··· Extrait

Objet : Liste de discussion du groupe de travail Éducation et logiciels libres de l'April (liste à inscription publique)

Archives de la liste

Re : [EDUC]Génératio n Z : des connaissances superficielles


Chronologique Discussions 
  • From: Sylvain Pourieux <lapinou AT tchitcha.info>
  • To: educ AT april.org
  • Subject: Re : [EDUC]Génératio n Z : des connaissances superficielles
  • Date: Fri, 13 Apr 2012 12:08:44 +0200

Bonjour à tous,

reprise de l'échange avant les vacances ;-)

Le 6 avr. 12 à 16:58, cnestel AT free.fr a écrit :


----- Sylvain Pourieux <lapinou AT tchitcha.info> a écrit :


Quitte à profiter des liens en bas d'article sur le Figaro, en bas de
l'article mentionné ci-dessus se trouve un lien vers "Le CNNum se
penche sur l'usage du numérique à l'école".

... qui se termine par "Un enjeu pédagogique et économique" ... et la
boucle est bouclée, une fois de plus (et ici, avec la forme).

Et oui ; d'où la contradiction dans ton argumentaire. Dans le post
auquel tu réponds je citais précisément le Conseil National
du Numérique, dont les propos sont non seulement mensongers,
mais les propositions reprises pratiquement à la lettre
dans le projet de Fleur Pellerin, Vincent Peillon pour le PS,
ainsi qu'à l'UMP (le CNN a fait suite à la remise d'un rapport au
président de la République et à Eric Besson : conduite par Pierre
Kosciusko-Morizet).

······
··· Données

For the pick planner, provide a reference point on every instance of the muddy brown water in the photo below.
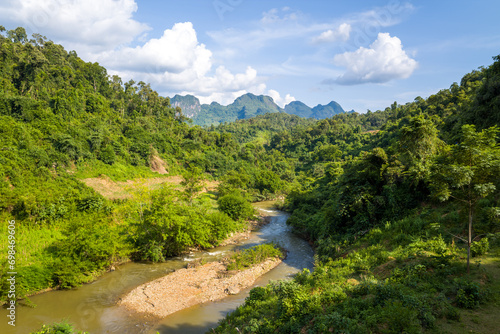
(93, 308)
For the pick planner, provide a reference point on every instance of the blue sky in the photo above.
(362, 54)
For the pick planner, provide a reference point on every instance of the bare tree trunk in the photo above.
(469, 241)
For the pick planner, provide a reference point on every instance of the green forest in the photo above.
(402, 205)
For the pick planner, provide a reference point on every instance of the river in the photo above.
(92, 307)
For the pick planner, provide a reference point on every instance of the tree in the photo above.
(192, 182)
(418, 142)
(467, 172)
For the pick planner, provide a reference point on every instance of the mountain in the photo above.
(248, 106)
(245, 106)
(298, 108)
(189, 104)
(322, 111)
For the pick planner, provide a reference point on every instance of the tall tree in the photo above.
(468, 172)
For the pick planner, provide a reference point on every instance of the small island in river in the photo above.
(191, 286)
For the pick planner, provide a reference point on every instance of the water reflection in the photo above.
(92, 307)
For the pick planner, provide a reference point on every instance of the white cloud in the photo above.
(342, 33)
(86, 25)
(281, 101)
(175, 52)
(178, 62)
(383, 61)
(273, 16)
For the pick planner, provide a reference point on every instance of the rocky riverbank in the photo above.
(191, 286)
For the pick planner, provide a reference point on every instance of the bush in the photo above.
(235, 206)
(58, 328)
(468, 294)
(254, 255)
(480, 247)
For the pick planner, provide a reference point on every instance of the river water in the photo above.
(92, 307)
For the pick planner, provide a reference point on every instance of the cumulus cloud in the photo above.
(383, 61)
(89, 25)
(281, 101)
(103, 31)
(342, 33)
(178, 62)
(174, 52)
(276, 15)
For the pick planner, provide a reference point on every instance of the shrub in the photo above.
(58, 328)
(480, 247)
(235, 206)
(468, 294)
(254, 255)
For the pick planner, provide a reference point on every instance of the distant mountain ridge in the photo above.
(247, 106)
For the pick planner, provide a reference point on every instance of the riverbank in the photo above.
(191, 286)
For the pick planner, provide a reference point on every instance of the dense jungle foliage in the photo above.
(402, 205)
(63, 120)
(392, 213)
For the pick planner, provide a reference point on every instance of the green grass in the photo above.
(249, 257)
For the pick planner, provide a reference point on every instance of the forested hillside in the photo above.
(63, 121)
(402, 205)
(405, 219)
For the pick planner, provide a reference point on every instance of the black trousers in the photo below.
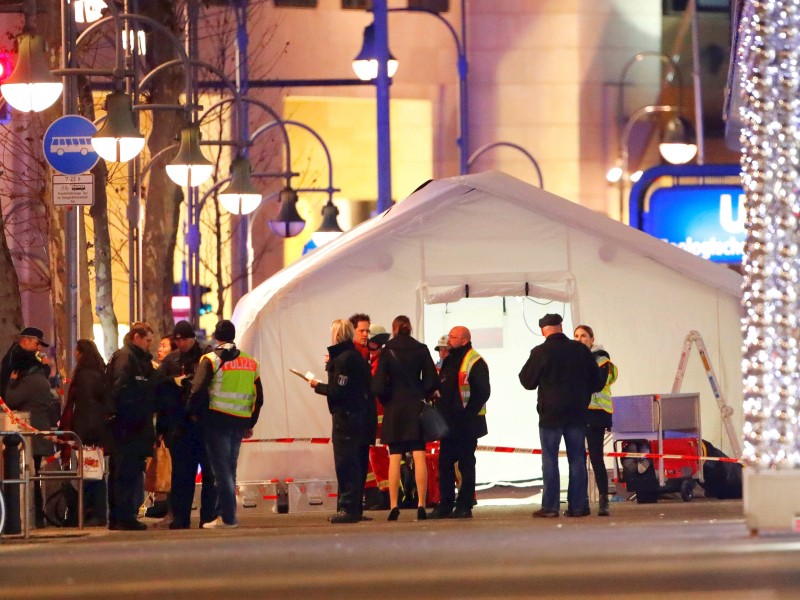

······

Court exercice: D'après l'extrait, quel est le titre de l'article signalé par un lien en bas de l'article du Figaro ? Les enregistrements n'ont aucun rôle dans cet exercice.

Réponse complète: « Le CNNum se penche sur l'usage du numérique à l'école ».